• **EXERCISE TASK**: Exactly transcribe the span of lines from the one containing "Would you point out the adobe" through the final line of the entries, inclusive, and nothing outside it. Exclude the pictures.

────────

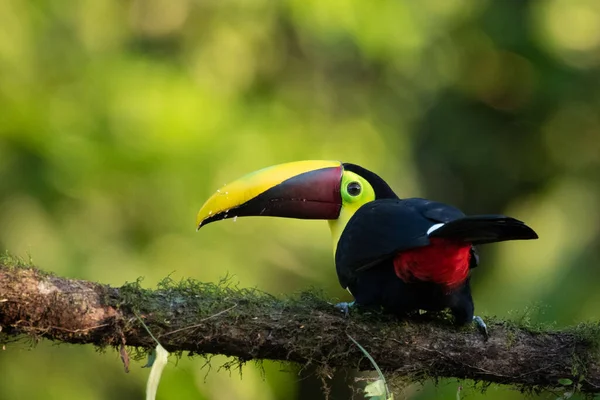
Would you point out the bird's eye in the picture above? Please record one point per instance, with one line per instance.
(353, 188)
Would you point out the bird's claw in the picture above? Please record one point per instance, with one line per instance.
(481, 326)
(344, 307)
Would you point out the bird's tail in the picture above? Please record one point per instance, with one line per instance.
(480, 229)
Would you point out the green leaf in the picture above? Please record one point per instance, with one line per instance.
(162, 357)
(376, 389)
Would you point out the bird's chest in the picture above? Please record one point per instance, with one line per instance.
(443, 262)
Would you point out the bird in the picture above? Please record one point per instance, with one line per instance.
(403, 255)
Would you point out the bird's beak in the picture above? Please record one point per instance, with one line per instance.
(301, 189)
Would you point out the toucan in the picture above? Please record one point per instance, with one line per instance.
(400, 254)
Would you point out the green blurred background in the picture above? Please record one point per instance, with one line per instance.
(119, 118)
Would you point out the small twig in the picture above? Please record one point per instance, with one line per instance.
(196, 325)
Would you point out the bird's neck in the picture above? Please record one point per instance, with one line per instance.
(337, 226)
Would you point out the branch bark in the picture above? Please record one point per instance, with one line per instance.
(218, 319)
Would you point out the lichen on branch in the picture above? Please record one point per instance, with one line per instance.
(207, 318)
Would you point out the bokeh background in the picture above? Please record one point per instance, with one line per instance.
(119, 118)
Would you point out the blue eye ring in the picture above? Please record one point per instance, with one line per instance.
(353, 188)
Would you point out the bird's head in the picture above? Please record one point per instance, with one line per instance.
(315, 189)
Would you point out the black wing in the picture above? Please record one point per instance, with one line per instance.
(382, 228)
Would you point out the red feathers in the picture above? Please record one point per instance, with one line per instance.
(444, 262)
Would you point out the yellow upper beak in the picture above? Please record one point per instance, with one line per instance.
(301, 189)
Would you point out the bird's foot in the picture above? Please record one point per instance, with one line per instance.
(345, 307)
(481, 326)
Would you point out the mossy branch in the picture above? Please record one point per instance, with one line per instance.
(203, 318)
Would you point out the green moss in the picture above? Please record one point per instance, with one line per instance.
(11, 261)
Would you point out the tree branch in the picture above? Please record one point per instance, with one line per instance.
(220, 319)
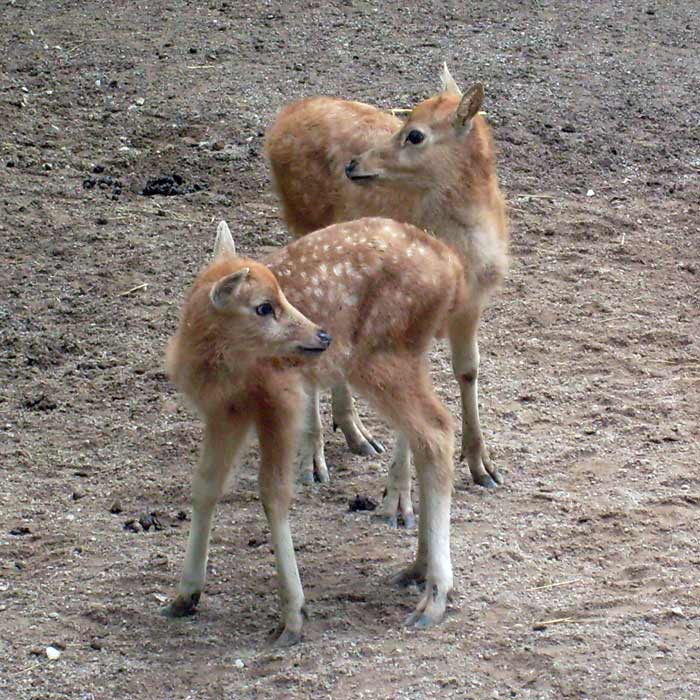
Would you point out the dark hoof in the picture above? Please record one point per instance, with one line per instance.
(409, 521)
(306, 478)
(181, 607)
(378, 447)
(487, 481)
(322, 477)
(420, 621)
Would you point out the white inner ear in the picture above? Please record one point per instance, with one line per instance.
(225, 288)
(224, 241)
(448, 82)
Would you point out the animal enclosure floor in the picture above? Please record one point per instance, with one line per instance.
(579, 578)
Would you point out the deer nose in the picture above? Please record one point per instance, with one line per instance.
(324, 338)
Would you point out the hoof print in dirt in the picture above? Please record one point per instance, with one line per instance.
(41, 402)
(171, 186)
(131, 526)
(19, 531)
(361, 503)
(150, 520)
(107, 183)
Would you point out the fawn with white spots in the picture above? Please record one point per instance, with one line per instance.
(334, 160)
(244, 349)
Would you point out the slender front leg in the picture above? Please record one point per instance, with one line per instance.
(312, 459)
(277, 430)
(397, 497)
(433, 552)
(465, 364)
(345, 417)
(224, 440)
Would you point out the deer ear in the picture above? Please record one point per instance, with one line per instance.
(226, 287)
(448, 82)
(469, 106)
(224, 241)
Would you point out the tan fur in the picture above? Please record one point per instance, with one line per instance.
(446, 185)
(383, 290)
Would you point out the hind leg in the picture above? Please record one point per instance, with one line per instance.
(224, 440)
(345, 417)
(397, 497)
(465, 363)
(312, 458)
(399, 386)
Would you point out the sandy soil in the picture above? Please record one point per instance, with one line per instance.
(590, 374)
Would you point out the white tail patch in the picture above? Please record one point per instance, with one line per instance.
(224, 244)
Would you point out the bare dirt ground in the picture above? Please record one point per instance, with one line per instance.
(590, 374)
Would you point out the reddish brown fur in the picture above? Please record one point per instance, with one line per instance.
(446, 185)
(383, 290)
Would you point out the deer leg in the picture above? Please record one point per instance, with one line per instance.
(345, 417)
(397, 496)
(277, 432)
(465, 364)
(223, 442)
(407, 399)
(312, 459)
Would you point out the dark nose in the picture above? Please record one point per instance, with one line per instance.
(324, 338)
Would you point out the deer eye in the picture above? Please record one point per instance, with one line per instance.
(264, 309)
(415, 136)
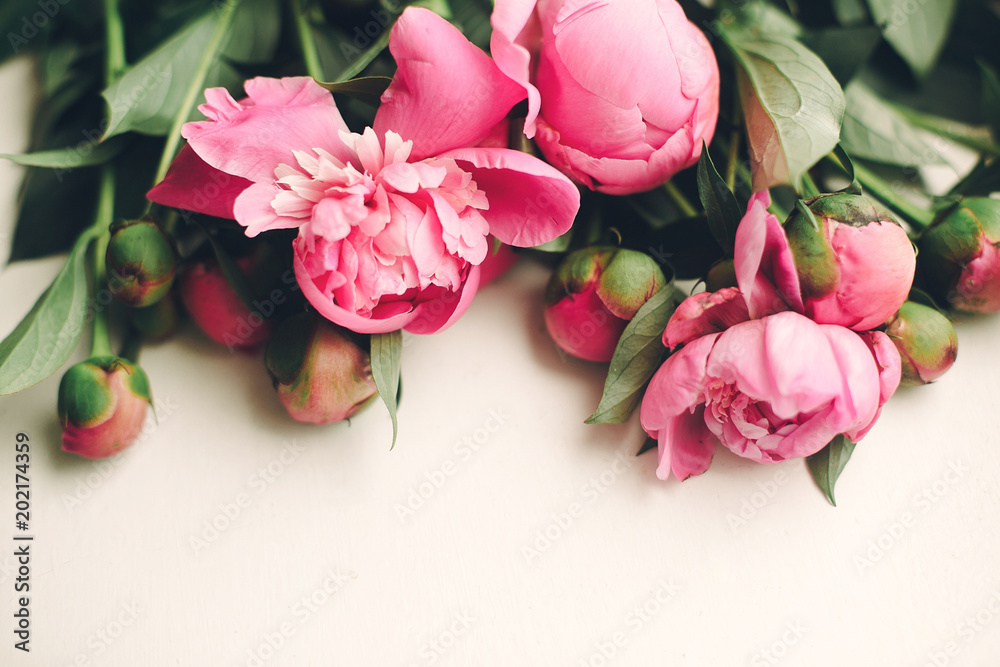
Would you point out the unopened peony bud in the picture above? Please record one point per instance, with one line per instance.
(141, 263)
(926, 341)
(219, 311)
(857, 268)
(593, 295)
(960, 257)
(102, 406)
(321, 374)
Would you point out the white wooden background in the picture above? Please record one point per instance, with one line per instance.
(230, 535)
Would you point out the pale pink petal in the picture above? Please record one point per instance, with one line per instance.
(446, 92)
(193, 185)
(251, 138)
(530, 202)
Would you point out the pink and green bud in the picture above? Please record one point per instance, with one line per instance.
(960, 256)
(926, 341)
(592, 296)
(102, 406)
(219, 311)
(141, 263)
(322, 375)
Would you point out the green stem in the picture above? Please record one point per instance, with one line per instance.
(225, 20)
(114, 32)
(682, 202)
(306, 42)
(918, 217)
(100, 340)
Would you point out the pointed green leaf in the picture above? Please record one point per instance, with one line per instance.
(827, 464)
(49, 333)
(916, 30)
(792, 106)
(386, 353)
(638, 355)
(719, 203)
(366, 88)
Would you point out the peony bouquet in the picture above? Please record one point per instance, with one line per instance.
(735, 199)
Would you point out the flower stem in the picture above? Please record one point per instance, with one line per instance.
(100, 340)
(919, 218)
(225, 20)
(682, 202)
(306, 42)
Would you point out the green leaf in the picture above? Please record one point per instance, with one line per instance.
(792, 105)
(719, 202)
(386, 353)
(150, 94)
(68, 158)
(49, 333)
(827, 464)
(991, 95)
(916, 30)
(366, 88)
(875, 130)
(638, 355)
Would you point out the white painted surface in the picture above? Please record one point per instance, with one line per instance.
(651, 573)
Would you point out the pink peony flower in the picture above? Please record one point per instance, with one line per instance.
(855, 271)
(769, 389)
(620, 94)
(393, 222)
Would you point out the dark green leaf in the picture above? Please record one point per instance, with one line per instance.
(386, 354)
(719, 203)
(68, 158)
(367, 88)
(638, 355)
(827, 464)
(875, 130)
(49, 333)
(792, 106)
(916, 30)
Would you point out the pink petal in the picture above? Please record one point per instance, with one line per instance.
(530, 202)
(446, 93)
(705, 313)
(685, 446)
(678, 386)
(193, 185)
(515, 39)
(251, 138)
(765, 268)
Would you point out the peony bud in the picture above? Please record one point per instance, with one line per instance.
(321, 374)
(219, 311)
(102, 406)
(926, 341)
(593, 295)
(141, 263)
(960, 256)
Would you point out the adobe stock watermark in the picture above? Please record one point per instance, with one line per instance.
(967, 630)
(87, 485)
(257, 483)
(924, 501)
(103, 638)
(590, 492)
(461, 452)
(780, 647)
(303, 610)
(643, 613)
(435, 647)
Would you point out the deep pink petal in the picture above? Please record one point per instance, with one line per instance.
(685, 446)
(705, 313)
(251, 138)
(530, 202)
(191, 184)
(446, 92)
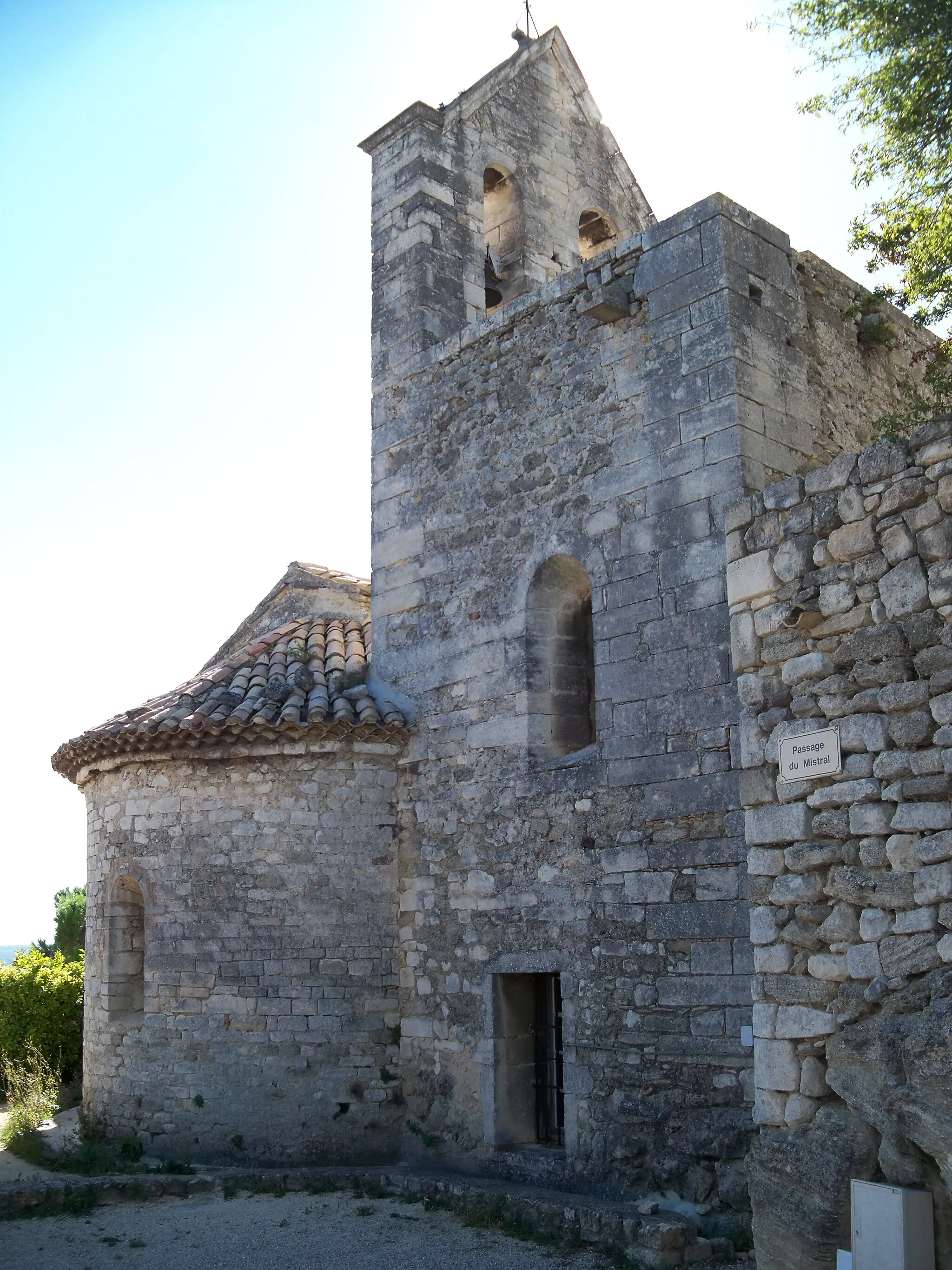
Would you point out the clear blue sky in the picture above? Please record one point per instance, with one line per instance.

────────

• **WRITTEN RESPONSE**:
Would you point out the adobe stock watermark in the picture above? Please record one point per instance, with one line per instance.
(967, 630)
(87, 485)
(257, 483)
(924, 501)
(103, 638)
(590, 492)
(461, 452)
(780, 647)
(303, 610)
(643, 613)
(435, 647)
Would you point out the deep pink petal in the picture above? Please record one point per instance, with one line per instance.
(685, 446)
(705, 313)
(251, 138)
(530, 202)
(191, 184)
(446, 92)
Would you point out the clear blue sky in the picture above? Please record one point per instance, with one line per instance.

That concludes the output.